What you should do:
The response should be the lines of the data, starting at the first and ending at the one that contains "rough mask: <svg", copied without change.

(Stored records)
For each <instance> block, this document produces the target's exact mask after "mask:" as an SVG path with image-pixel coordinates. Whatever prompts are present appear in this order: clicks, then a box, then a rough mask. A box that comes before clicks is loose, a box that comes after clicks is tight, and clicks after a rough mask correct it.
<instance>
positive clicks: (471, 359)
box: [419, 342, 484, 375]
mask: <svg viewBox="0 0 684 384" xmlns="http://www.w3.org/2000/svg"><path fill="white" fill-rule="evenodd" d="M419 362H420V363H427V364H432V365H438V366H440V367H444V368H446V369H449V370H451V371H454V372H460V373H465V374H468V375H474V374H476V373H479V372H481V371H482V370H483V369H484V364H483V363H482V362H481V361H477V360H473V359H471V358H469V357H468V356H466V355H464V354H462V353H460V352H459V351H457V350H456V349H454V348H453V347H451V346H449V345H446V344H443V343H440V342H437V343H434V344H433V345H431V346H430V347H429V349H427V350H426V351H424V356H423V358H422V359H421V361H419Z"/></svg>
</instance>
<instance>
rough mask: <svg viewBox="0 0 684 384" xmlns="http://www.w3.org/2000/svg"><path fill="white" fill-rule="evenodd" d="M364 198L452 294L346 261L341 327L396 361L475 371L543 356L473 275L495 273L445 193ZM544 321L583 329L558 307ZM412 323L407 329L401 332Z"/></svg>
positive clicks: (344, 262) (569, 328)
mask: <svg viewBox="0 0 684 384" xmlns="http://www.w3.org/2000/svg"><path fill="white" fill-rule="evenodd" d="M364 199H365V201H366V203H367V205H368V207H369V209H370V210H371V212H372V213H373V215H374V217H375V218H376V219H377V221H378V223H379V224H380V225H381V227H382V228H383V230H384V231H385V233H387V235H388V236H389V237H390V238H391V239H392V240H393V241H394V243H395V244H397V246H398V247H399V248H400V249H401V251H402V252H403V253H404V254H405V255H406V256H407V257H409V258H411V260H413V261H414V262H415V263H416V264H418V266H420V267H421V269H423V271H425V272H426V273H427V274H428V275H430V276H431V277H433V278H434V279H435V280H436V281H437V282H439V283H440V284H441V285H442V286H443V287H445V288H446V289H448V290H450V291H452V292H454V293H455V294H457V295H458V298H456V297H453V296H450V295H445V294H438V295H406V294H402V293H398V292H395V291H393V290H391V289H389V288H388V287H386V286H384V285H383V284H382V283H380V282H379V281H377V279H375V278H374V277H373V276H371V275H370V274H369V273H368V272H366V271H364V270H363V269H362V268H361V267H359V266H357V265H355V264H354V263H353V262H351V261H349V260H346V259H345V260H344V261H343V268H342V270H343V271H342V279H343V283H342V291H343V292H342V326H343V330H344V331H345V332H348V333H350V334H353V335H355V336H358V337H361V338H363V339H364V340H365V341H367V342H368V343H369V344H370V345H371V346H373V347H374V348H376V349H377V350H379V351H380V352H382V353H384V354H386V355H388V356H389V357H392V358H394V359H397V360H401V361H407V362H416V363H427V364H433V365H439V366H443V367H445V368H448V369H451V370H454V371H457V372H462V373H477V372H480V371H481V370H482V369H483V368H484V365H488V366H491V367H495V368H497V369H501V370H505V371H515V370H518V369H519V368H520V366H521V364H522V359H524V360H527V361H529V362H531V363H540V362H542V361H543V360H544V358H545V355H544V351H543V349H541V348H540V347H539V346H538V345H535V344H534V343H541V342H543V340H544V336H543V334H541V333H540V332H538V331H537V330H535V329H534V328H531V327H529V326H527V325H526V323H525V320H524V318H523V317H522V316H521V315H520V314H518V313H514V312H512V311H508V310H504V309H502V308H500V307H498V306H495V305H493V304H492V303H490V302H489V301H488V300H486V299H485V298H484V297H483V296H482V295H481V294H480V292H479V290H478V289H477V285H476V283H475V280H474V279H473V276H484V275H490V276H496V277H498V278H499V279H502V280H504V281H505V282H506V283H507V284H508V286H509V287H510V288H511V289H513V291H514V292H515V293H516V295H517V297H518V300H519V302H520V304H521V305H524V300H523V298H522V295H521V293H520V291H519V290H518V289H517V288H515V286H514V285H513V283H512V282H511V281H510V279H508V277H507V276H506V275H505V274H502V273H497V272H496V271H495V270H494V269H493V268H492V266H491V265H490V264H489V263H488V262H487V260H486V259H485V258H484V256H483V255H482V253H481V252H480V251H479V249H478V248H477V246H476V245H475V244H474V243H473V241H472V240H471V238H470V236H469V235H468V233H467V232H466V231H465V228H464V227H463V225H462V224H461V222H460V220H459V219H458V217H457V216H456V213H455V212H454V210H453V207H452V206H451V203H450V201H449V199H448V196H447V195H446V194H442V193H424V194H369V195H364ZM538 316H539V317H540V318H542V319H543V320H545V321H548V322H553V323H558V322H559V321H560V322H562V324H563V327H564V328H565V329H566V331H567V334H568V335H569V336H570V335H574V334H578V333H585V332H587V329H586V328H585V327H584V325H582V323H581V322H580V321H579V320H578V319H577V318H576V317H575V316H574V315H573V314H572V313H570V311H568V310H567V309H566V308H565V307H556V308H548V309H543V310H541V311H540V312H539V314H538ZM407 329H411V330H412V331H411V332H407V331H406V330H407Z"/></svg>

Answer for this exercise:
For each <instance> block, this document produces the target's exact mask after "mask:" as an SVG path with image-pixel coordinates. Whatever prompts are present appear in this order: clicks, then a box, then a rough mask. A box that comes before clicks is loose, a box that comes after clicks is tight, and clicks after a rough mask correct it.
<instance>
positive clicks: (471, 359)
box: [419, 342, 484, 375]
mask: <svg viewBox="0 0 684 384" xmlns="http://www.w3.org/2000/svg"><path fill="white" fill-rule="evenodd" d="M419 362H420V363H427V364H432V365H438V366H440V367H444V368H446V369H449V370H451V371H454V372H460V373H465V374H468V375H474V374H476V373H479V372H481V371H482V370H483V369H484V364H483V363H482V362H481V361H477V360H473V359H471V358H469V357H468V356H466V355H464V354H462V353H460V352H459V351H457V350H456V349H454V348H453V347H451V346H449V345H446V344H443V343H440V342H437V343H434V344H433V345H431V346H430V347H429V349H427V350H426V351H424V356H423V358H422V359H421V361H419Z"/></svg>
</instance>
<instance>
rough mask: <svg viewBox="0 0 684 384" xmlns="http://www.w3.org/2000/svg"><path fill="white" fill-rule="evenodd" d="M364 198L452 294L346 261L341 327L396 361L475 371L543 356L473 275L495 273L445 193ZM544 321L583 329L558 307ZM412 323L407 329L401 332Z"/></svg>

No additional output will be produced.